• _Selected excerpt_:
______________________________
Big Data and all that is promised it will deliver has captivated the interest of politicians, policy makers and leading scientists in all disciplines. With the growth of the amount of data that is feasible to collect and curate from advanced instrumentation technologies there has been a parallel growth in the size and complexity of mathematical models, usually based on differential equations, being developed in the study of natural and physical phenomena e.g. weather systems, polar ice sheet flows, cellular dynamic processes. It can be argued that the research challenges presented by the advent of Big Models and the need to quantify uncertainty over them is more demanding than those presented by Big Data alone and this workshop will concentrate on this theme. Four focussed talks by world leading experts in Uncertainty Quantification, Spatial Statistics, and Computational Mathematics will explore the current issues being addressed in the rise of the Big Models.

### Speakers

- Robert Scheichl (University of Bath, Dept of Mathematical Sciences)
- Shiwei Lan (University of Warwick, Dept of Statistics)
- Konstantinos Zygalakis (University of Southampton, Dept of Mathematical Sciences)
- Dan Simpson (University of Bath, Dept of Mathematical Sciences)

### Location

The workshop will take place in the Mathematics and Statistics Department, Zeeman Building, at the University of Warwick. Talks will be held in **MS.03**. Travel information.

### Programme

**REGISTRATION OPENS 11:30**

*LUNCH 12:00 - 12:50PM*

OPENING REMARKS (MARK GIROLAMI) 12:55 - 13:00

KONSTANTINOS ZYGALAKIS - 13:00 - 14:00

SHIWEI LAN - 14:00 - 15:00

*COFFEE 15:00 - 15:30*

DAN SIMPSON - 15:30 - 16:30

ROB SCHEICHL - 16:30 - 17:30

CLOSING REMARKS 17:30

### Registration

Registration for this workshop is now open.

### Abstracts

**Robert Scheichl, Petascale Multigrid Performance and Beyond with Applications in the Earth Sciences**

There is clear demand in the earth sciences (e.g. in weather, climate, ocean or oil reservoir simulations) for petascale elliptic solvers. For example, a 5-day global weather forecast that resolves all the physically relevant processes requires at least a 1km horizontal grid resolution and about 200 vertical layers, leading to about $10^{11}$ grid points. To improve stability and to allow for larger time steps, typically semi-implicit time stepping methods are used by the leading weather centres. These methods require a global pressure correction at each time step. Nevertheless, the method is not unconditionally stable and the time step size cannot exceed about 30 seconds on a 1km grid, so that a 5-day forecast requires about 15000 time steps. The current time window for the global weather forecast at the UK Met Office is about 1 hour every night. The allowed time for the pressure correction is about 15 minutes, which means that about 1000 elliptic systems (with $10^{11}$ unknowns each) have to be solved in about 1 minute, leading to a clear need for petascale capabilities.

I will show in this talk that multigrid methods (with their theoretically optimal algorithmic scalability) can offer these capabilities, and scale almost optimally also in practice up to $10^{12}$ unknowns on the currently largest supercomputers. We present results with black-box AMG solvers in DUNE (Heidelberg) and in Hypre (Lawrence Livermore Lab) and with bespoke geometric multigrid methods, both for CPU and GPU clusters. All the solvers scale almost optimally up to the currently maximally available processor counts on various architectures. Since elliptic solvers, like all grid-based codes, are essentially memory limited, the bespoke geometric multigrid algorithms which do not store the entire system matrix and interleave many of the algebraic operations ("kernel fusion") are significantly faster than the black-box algorithms. On the GPU-based Titan - the currently second largest supercomputer in the world with 18688 16-core CPUs each with an Nvidia Tesla GPU - we managed to achieve about 0.8 Petaflops per second with our bespoke multi-GPU elliptic solver using 16384 GPUs and exploiting up to 50% of the peak memory bandwith.
______________________________
• _Listed entries_:
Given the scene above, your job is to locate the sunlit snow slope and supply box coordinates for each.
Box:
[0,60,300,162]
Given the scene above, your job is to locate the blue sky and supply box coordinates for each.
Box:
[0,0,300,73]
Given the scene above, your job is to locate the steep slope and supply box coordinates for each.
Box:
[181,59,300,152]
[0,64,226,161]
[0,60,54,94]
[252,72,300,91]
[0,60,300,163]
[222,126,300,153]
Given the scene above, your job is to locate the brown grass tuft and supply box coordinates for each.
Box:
______________________________
• _Tasks for this exercise_:
1. Write out the passage of the Big Models workshop page between "- Shiwei Lan" and "Simpson (University of Bath, Dept of Mathematical Sciences)", inclusive.
2. According to the Big Models workshop page, in which room are the talks held?
3. Proceed with the Big Models workshop page, starting right after its final sentence.
The records are not needed for any of this work.

• _Responses to the exercise_:
1.
- Shiwei Lan (University of Warwick, Dept of Statistics)
- Konstantinos Zygalakis (University of Southampton, Dept of Mathematical Sciences)
- Dan Simpson (University of Bath, Dept of Mathematical Sciences)

2. MS.03, in the Zeeman Building at the University of Warwick.

3.
However, the demands do not end here. Such detailed computations will need to be fed with more accurate data, leading to significantly higher demands on the efficiency and accuracy of data assimilation and uncertainty quantification techniques than those currently available. In the last part of the talk I will present novel multilevel uncertainty quantification tools that have the potential to bring about unprecedented efficiency gains and may lead to truly exascale future applications. I will present these multilevel Monte Carlo methods for a model problem in subsurface flow where it can be shown that they are essentially "optimal", in the sense that their cost is proportional to the cost of one deterministic solve for an individual realisation.

**Shiwei Lan, Geometric Dimension Independent MCMC**

Bayesian inverse problems often involve sampling probability distributions on functions. Traditional MCMC algorithms fail under mesh refinement. Recently, a variety of dimension-independent MCMC methods have emerged, but few of them take the geometry of the posterior into account. In this work, we try to blend recent developments in finite dimensional manifold samplers with dimension-independent MCMC. The goal of such a marriage is to speed up the mixing of the Markov chain by using geometry, whilst remaining robust under mesh-refinement. The key idea is to employ the manifold methods on an appropriately chosen finite dimensional subspace.

**Konstantinos Zygalakis, Ergodic stochastic differential equations and big data**

Applying standard Markov chain Monte Carlo (MCMC) algorithms to large data sets is computationally expensive. Both the calculation of the acceptance probability and the creation of informed proposals usually require an iteration through the whole data set. The recently proposed stochastic gradient Langevin dynamics (SGLD) method circumvents this problem in three ways: it generates proposals which are only based on a subset of the data, it skips the accept-reject step and it uses sequences of decreasing step-sizes. In this talk using some recent developments in backward error analysis for Stochastic Differential Equations we will investigate the properties of the SGLD algorithm (and propose new variants of it) when the time-step remains fixed. Our findings will be illustrated by a variety of different examples.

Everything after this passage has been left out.